-- BEGIN Data listing --

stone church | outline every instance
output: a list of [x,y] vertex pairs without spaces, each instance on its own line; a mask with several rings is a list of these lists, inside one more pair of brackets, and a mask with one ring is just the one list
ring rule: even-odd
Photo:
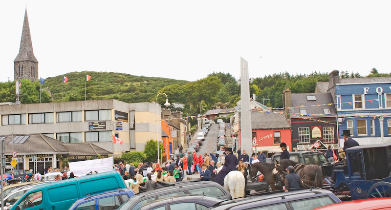
[[38,80],[38,61],[33,52],[27,9],[24,12],[19,53],[14,61],[14,79],[15,81],[22,79]]

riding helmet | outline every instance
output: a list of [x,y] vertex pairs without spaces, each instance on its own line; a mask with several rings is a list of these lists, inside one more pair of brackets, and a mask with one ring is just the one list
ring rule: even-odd
[[280,147],[286,147],[286,144],[285,144],[283,142],[282,142],[282,143],[280,144]]

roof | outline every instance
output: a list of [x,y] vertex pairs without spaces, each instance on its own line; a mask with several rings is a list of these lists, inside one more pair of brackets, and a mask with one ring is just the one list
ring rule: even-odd
[[[264,130],[267,129],[290,128],[290,123],[284,114],[269,112],[259,111],[251,112],[251,129]],[[240,120],[239,115],[239,120]]]
[[[315,96],[316,100],[308,101],[307,96]],[[332,105],[328,105],[328,104],[333,103],[332,96],[330,93],[292,93],[292,106],[294,108],[289,108],[289,113],[290,114],[296,113],[300,115],[300,109],[304,109],[307,114],[310,116],[311,114],[317,115],[322,114],[322,116],[327,116],[328,115],[324,112],[323,109],[328,108],[330,111],[330,115],[336,115],[337,110],[335,109],[335,106]]]
[[19,53],[16,56],[14,62],[24,61],[38,63],[38,61],[37,60],[33,52],[33,43],[31,41],[31,35],[30,33],[30,26],[28,24],[27,9],[24,11],[24,21],[23,22],[23,29],[22,31]]

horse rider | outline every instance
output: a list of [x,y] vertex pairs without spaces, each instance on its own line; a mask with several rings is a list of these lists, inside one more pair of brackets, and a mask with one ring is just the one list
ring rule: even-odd
[[358,146],[360,145],[356,140],[350,137],[350,130],[344,130],[342,133],[342,136],[344,137],[344,152],[346,152],[346,149],[353,147]]
[[[295,168],[293,166],[288,166],[285,170],[288,171],[288,174],[285,175],[285,189],[289,189],[289,188],[304,188],[300,176],[295,173]],[[285,191],[287,192],[289,190],[297,189],[285,189]]]
[[236,170],[236,165],[238,164],[238,158],[233,154],[232,149],[228,147],[225,148],[225,152],[228,154],[225,156],[224,166],[213,179],[215,182],[217,182],[222,186],[224,186],[224,178],[225,178],[225,176],[231,171]]

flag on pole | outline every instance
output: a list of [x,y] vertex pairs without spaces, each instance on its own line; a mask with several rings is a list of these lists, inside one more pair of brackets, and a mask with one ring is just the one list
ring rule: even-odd
[[115,136],[113,135],[113,144],[117,143],[119,143],[120,145],[122,145],[122,144],[124,144],[124,141],[118,137],[116,137]]

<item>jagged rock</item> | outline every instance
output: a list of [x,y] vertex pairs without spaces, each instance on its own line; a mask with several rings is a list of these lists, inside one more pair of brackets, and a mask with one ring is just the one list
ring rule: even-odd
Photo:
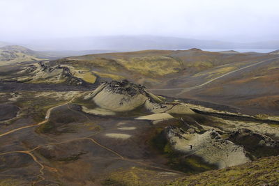
[[229,139],[243,146],[247,151],[257,157],[279,155],[278,141],[248,129],[238,130],[229,137]]
[[41,81],[50,83],[66,83],[69,85],[82,85],[85,82],[75,77],[66,66],[47,65],[45,63],[39,62],[36,65],[27,67],[20,73],[30,73],[33,75],[31,82]]
[[[171,113],[177,104],[164,102],[148,91],[144,86],[128,80],[103,82],[94,91],[86,95],[84,100],[91,100],[98,107],[115,112],[131,111],[143,106],[146,111],[153,113]],[[187,111],[188,114],[193,113],[186,106],[180,110],[184,110],[186,113]]]
[[186,156],[195,155],[219,169],[250,161],[243,147],[223,139],[215,130],[193,133],[175,127],[165,128],[166,137],[174,150]]

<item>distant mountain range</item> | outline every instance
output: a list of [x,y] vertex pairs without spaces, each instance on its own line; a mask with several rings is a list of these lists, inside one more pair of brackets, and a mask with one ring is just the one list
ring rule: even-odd
[[[114,36],[36,40],[15,43],[34,50],[136,51],[143,49],[278,49],[279,40],[250,43],[195,40],[153,36]],[[1,42],[0,42],[1,45]]]

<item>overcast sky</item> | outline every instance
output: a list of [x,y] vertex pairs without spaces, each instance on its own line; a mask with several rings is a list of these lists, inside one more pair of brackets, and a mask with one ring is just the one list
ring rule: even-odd
[[278,0],[0,0],[0,40],[155,35],[279,40]]

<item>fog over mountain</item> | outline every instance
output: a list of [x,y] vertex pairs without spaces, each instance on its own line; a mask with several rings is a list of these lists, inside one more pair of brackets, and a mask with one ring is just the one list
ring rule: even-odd
[[275,0],[3,0],[0,6],[6,8],[0,41],[36,50],[279,45]]
[[190,48],[230,49],[237,48],[278,49],[279,40],[233,42],[155,36],[112,36],[36,40],[20,44],[34,50],[136,51],[143,49],[184,49]]

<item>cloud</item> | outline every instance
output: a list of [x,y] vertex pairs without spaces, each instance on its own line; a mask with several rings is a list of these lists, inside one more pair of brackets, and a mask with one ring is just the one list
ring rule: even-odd
[[1,0],[0,40],[104,35],[279,39],[276,0]]

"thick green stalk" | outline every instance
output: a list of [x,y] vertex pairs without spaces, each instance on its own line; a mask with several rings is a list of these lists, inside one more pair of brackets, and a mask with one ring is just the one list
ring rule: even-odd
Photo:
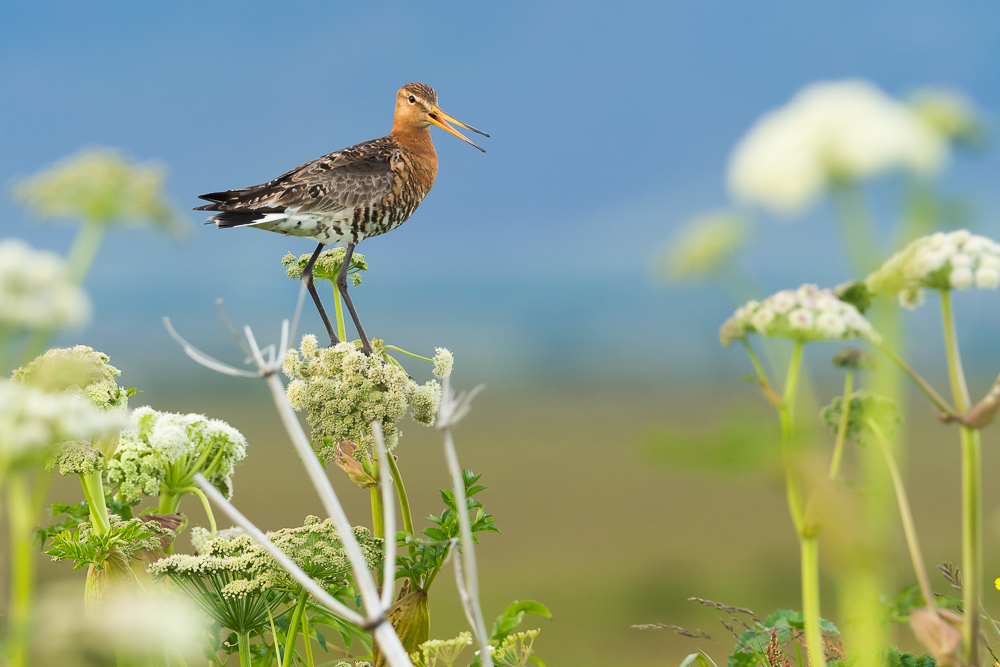
[[[855,277],[864,279],[878,267],[882,251],[862,189],[857,182],[838,183],[832,189],[831,200],[849,264]],[[879,299],[872,304],[867,316],[881,334],[886,351],[901,363],[890,352],[903,346],[899,307],[889,300]],[[904,367],[904,370],[910,369]],[[912,372],[910,375],[920,384],[919,376]],[[901,391],[901,375],[897,368],[892,364],[880,364],[869,373],[868,381],[873,391],[895,401],[901,414],[905,412],[906,397]],[[921,388],[926,391],[929,387],[923,384]],[[933,389],[930,391],[933,393]],[[890,444],[895,449],[895,443]],[[869,448],[860,454],[859,484],[866,521],[859,526],[860,539],[853,545],[851,557],[837,572],[837,588],[841,617],[852,619],[843,628],[844,644],[847,653],[856,656],[862,664],[878,660],[877,656],[889,643],[882,597],[886,593],[889,567],[886,536],[890,534],[892,508],[888,503],[891,493],[887,488],[888,480],[881,474],[881,462],[874,460],[878,453]]]
[[[290,667],[292,664],[292,654],[295,653],[295,638],[299,633],[299,623],[302,620],[302,612],[306,608],[306,602],[309,600],[309,591],[303,590],[299,593],[298,602],[295,603],[295,610],[292,612],[292,618],[288,622],[288,637],[285,638],[285,651],[284,656],[281,659],[281,667]],[[306,635],[306,643],[309,643],[309,636]]]
[[795,341],[792,358],[788,362],[788,372],[785,375],[785,392],[779,410],[781,416],[781,449],[785,461],[786,493],[788,508],[795,524],[795,532],[799,538],[802,569],[802,614],[806,631],[806,644],[809,649],[810,667],[824,667],[823,631],[820,629],[819,604],[819,543],[815,527],[807,524],[802,501],[802,490],[795,475],[796,443],[795,443],[795,398],[798,389],[799,369],[802,365],[802,351],[805,343]]
[[31,547],[35,515],[31,507],[31,491],[23,473],[14,473],[7,483],[7,517],[10,531],[7,665],[26,667],[31,598],[35,584],[35,552]]
[[[374,474],[372,474],[374,473]],[[379,479],[378,471],[373,470],[372,477]],[[382,484],[382,480],[379,479],[378,484],[374,484],[368,487],[368,491],[371,494],[372,499],[372,534],[373,535],[385,535],[385,511],[382,507],[382,490],[379,486]]]
[[785,375],[785,393],[782,406],[778,413],[781,418],[781,453],[785,464],[785,493],[788,498],[788,509],[792,514],[795,532],[802,534],[802,523],[805,510],[802,505],[802,491],[795,477],[795,394],[798,385],[799,367],[802,365],[802,350],[804,343],[795,341],[792,358],[788,362],[788,372]]
[[[951,292],[941,290],[941,323],[948,356],[948,378],[959,414],[968,412],[972,403],[965,383],[962,357],[955,332],[955,315],[951,307]],[[982,515],[982,448],[979,431],[960,427],[962,446],[962,664],[979,664],[979,600],[983,585],[983,515]]]
[[90,524],[94,527],[95,533],[105,535],[111,530],[111,521],[108,519],[108,506],[104,501],[101,472],[80,475],[80,484],[83,486],[83,496],[90,508]]
[[253,667],[253,659],[250,655],[250,633],[237,633],[237,645],[240,650],[240,667]]
[[819,540],[812,530],[799,535],[802,557],[802,615],[806,626],[806,647],[810,667],[826,664],[823,630],[819,627]]
[[830,460],[830,479],[840,474],[840,462],[844,458],[844,443],[847,442],[847,423],[851,417],[851,393],[854,391],[854,369],[848,368],[844,378],[844,398],[840,403],[840,423],[837,424],[837,440],[833,445]]

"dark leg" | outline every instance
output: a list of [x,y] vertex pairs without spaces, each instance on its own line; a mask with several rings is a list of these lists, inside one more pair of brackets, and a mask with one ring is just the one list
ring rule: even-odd
[[358,311],[354,310],[354,302],[351,301],[351,296],[347,293],[347,269],[351,266],[351,257],[354,256],[355,245],[357,244],[351,243],[347,246],[344,263],[340,265],[340,271],[337,273],[337,289],[340,290],[341,295],[344,297],[347,310],[351,313],[351,319],[354,320],[354,326],[358,330],[358,335],[361,336],[361,344],[365,348],[365,354],[371,356],[372,344],[368,341],[368,336],[365,335],[365,329],[361,326],[361,320],[358,318]]
[[340,342],[340,339],[337,338],[337,334],[333,330],[333,325],[330,324],[330,318],[326,316],[326,309],[323,308],[323,302],[319,300],[319,293],[316,291],[316,285],[313,284],[312,279],[313,264],[316,263],[316,258],[319,257],[319,253],[322,252],[324,245],[325,244],[320,243],[316,246],[316,251],[313,252],[313,256],[309,258],[308,262],[306,262],[306,268],[302,270],[302,280],[306,281],[306,287],[309,289],[309,294],[312,295],[313,301],[316,303],[316,309],[319,311],[319,316],[323,320],[326,332],[330,334],[330,347],[333,347]]

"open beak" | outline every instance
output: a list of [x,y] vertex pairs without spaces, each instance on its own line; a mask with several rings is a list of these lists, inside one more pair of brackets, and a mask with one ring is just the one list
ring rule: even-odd
[[483,132],[482,130],[477,130],[476,128],[472,127],[471,125],[466,125],[465,123],[463,123],[462,121],[458,120],[457,118],[452,118],[451,116],[449,116],[445,112],[441,111],[441,109],[439,109],[438,107],[434,107],[433,109],[431,109],[427,113],[427,119],[430,122],[432,122],[435,125],[437,125],[438,127],[440,127],[445,132],[450,132],[451,134],[454,134],[456,137],[458,137],[462,141],[464,141],[466,143],[469,143],[469,144],[472,144],[473,146],[475,146],[479,150],[483,151],[484,153],[486,152],[485,148],[483,148],[482,146],[479,146],[476,143],[470,141],[468,137],[466,137],[464,134],[462,134],[461,132],[459,132],[458,130],[456,130],[455,128],[453,128],[451,125],[449,125],[448,121],[451,121],[452,123],[454,123],[455,125],[458,125],[459,127],[464,127],[465,129],[467,129],[467,130],[469,130],[471,132],[475,132],[476,134],[481,134],[484,137],[490,136],[490,135],[486,134],[485,132]]

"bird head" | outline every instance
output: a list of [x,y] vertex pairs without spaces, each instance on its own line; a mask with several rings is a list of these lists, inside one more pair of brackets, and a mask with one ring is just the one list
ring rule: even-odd
[[477,146],[468,137],[452,127],[451,123],[459,127],[464,127],[476,134],[481,134],[484,137],[490,136],[442,111],[441,107],[437,105],[437,93],[426,84],[408,83],[396,93],[396,116],[393,121],[394,132],[397,127],[424,129],[431,125],[437,125],[444,131],[454,134],[462,141],[472,144],[484,153],[486,152],[485,149]]

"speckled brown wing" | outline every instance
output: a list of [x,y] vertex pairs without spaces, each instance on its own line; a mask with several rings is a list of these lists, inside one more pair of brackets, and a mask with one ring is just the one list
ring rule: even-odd
[[220,227],[230,227],[289,210],[336,216],[376,205],[392,192],[393,165],[398,164],[401,150],[391,137],[367,141],[307,162],[261,185],[200,195],[211,203],[195,210],[243,214],[213,216]]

-- END Data listing --

Work required: Please tally the lines in the rows above that contain the string "mountain", where case matters. Reply with the number alone.

Answer for this exercise: 2